(Saved data entries)
[Start of section]

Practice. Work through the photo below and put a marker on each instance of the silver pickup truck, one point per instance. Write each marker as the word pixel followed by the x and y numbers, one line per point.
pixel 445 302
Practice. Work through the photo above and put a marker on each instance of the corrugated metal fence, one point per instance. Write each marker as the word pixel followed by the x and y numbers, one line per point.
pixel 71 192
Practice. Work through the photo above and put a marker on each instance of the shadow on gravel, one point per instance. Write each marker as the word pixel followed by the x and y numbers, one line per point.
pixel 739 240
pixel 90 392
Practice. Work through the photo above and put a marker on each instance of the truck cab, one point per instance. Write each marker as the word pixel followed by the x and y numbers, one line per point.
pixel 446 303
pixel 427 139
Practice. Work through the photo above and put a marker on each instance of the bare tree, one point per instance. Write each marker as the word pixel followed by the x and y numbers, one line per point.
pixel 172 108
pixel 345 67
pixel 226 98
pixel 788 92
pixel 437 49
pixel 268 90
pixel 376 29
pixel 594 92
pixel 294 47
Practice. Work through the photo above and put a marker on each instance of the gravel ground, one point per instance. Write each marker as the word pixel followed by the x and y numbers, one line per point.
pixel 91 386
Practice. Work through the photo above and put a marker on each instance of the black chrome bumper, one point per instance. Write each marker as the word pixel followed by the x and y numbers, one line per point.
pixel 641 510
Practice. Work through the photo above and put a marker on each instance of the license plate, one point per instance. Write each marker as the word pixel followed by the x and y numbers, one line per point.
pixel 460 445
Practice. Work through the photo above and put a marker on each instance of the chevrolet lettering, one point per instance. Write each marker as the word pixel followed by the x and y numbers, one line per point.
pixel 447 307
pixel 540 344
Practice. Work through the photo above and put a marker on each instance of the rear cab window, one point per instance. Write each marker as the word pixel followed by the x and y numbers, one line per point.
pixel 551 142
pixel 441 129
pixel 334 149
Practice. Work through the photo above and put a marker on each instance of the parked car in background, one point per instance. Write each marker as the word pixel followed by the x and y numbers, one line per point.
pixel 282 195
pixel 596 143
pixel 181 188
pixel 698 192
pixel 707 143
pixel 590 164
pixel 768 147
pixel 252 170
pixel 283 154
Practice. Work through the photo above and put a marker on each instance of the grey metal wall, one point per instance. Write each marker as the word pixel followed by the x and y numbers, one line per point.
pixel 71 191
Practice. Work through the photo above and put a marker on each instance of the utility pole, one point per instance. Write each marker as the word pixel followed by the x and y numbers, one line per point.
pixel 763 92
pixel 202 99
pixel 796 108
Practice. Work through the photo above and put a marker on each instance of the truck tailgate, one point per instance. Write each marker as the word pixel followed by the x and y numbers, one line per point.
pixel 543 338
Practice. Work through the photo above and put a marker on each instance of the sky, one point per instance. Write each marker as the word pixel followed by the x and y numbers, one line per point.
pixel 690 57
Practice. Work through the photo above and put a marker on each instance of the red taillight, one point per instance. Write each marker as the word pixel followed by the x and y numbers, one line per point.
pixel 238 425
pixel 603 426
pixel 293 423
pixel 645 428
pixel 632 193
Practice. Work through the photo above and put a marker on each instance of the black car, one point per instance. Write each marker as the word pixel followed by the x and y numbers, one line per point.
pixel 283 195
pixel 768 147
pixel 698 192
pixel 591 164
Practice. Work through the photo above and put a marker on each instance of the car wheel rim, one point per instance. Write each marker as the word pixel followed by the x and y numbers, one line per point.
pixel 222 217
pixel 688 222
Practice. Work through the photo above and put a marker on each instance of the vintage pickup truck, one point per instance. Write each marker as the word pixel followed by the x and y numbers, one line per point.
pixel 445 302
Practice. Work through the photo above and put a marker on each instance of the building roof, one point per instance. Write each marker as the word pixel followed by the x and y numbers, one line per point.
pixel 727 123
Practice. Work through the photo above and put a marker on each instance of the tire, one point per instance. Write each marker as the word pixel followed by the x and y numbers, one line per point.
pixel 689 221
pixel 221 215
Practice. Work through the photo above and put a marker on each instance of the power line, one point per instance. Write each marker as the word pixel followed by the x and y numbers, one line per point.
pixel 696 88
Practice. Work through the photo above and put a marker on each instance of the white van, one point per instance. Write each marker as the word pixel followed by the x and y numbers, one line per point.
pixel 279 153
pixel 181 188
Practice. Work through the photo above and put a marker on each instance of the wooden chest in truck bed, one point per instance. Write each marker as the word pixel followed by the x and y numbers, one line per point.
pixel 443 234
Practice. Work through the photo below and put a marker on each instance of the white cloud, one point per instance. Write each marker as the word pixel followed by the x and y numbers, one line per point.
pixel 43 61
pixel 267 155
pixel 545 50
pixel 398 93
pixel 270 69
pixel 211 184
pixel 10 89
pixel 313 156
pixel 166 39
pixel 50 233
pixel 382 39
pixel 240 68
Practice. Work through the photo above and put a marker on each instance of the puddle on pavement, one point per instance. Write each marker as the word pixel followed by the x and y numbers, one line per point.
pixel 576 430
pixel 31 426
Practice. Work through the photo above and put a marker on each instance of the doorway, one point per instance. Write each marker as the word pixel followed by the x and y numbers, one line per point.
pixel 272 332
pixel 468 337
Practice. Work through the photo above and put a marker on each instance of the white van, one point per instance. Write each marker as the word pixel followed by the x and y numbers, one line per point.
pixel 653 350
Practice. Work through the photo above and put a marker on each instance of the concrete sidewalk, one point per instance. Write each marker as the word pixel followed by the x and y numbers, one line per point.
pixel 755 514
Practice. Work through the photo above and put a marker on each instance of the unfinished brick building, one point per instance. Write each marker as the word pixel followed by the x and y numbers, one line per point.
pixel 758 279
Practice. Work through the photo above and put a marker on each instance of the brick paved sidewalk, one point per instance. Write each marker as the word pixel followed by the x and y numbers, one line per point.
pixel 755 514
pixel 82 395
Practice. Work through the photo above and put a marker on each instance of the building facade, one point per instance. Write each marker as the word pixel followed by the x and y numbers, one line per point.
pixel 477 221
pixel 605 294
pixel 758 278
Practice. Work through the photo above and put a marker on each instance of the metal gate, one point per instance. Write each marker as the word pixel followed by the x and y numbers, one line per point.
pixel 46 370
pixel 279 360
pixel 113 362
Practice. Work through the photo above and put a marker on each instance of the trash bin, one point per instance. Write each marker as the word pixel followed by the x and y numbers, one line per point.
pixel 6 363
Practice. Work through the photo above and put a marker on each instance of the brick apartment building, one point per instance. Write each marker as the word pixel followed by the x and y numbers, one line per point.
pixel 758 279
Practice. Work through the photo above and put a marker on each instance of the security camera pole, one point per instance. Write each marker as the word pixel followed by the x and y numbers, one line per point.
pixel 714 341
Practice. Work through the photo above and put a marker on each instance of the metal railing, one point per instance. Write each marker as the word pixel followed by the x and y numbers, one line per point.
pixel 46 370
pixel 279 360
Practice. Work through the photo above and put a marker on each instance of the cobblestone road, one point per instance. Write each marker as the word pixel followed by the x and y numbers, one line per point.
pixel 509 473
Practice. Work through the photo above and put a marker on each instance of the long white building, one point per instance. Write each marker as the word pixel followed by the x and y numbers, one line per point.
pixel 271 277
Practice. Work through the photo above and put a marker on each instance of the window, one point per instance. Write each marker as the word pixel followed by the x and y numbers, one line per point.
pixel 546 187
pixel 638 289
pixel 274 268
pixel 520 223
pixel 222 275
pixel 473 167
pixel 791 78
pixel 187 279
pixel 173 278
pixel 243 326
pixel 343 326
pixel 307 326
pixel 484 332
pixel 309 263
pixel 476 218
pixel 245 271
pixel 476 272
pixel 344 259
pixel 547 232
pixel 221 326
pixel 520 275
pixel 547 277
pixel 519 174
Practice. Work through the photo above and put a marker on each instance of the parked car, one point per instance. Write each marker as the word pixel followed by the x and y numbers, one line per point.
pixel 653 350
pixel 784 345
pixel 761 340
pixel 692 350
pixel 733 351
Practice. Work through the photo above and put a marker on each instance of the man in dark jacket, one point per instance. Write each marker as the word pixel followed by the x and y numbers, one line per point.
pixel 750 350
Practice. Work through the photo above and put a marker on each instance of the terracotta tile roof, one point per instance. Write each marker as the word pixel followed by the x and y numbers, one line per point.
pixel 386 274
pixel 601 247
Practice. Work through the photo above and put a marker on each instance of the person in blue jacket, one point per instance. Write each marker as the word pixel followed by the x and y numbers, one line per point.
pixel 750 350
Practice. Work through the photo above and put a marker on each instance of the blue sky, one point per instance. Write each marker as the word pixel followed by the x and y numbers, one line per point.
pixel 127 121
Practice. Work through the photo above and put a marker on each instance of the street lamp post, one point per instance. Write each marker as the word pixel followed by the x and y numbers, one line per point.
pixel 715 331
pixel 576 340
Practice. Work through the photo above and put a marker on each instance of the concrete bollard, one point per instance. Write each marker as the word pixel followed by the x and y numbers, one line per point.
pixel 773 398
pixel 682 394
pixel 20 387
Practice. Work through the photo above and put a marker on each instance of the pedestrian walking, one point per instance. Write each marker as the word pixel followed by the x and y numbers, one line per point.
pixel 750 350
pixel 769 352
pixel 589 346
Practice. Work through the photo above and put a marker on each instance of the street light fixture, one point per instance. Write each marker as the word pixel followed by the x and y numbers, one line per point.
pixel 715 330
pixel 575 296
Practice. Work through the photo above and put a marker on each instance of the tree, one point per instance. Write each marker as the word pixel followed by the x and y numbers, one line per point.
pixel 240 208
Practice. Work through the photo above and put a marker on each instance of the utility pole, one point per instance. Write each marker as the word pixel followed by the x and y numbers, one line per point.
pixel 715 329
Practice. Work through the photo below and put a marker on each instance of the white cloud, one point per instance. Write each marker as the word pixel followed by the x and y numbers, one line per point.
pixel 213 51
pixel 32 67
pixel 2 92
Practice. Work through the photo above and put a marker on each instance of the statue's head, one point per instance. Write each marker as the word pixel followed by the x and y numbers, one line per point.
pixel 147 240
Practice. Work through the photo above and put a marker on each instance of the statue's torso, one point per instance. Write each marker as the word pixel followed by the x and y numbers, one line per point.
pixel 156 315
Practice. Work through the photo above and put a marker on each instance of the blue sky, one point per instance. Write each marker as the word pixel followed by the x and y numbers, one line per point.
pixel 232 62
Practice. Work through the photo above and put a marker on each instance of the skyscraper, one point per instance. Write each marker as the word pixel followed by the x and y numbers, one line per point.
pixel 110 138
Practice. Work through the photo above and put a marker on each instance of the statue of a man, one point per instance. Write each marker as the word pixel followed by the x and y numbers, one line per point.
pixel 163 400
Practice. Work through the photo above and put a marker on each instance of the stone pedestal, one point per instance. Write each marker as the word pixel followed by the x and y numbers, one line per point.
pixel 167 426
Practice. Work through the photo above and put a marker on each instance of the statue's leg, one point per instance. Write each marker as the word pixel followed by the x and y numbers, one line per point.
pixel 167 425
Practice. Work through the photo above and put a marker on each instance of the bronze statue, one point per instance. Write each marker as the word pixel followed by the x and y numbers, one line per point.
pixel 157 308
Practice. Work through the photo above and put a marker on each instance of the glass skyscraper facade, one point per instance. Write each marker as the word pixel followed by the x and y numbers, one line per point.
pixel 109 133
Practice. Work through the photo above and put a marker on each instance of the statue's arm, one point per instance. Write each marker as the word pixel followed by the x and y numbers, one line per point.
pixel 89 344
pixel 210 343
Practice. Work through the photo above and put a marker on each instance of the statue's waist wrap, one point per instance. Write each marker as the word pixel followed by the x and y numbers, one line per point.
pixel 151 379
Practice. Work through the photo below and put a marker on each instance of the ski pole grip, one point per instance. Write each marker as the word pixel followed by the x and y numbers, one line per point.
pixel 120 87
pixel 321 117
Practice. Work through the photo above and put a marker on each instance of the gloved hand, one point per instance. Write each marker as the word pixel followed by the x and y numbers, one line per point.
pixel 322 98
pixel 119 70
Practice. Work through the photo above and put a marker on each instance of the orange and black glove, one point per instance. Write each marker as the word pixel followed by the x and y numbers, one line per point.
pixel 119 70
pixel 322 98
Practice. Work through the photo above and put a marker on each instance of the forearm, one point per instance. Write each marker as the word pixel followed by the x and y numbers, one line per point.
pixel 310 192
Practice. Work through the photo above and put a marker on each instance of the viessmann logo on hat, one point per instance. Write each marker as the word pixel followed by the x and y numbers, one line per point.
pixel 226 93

[End of section]

▶ [WHAT TO WORK ON]:
Output only the lines from the one with "the statue's waist" through the last line of the entries above; please keep them exact.

▶ [EXERCISE RESPONSE]:
Practice. Work through the photo above and put a marker on each instance of the statue's waist wrap, one point per instance. Write each marker as the word pixel followed by the x and y numbers, one line per point.
pixel 151 379
Practice. Work through the photo below and put a marker on each instance of the ski pole grip, one point per instance. Write each marker as the word pixel followed by the x and y numbers, one line per point.
pixel 120 87
pixel 321 117
Practice. Work through the photo above and put a marker on each instance of the gloved hand, one point per instance. Write each marker as the word pixel followed by the x and y numbers, one line per point.
pixel 322 98
pixel 119 70
Practice. Work through the photo above and put a marker on each instance of the orange and black glove, one point per instance. Write each marker as the word pixel followed by the x and y numbers, one line per point.
pixel 119 70
pixel 322 98
Practice. Work through the photo above and put a marker on each instance of the forearm, one point per instance. Write each marker as the word pixel followed by the x and y numbers, one line per point.
pixel 310 192
Practice. Work through the photo above and put a marker on each instance of the viessmann logo on hat, one point per instance. Write each marker as the word pixel followed by the x and y numbers, one line per point.
pixel 226 93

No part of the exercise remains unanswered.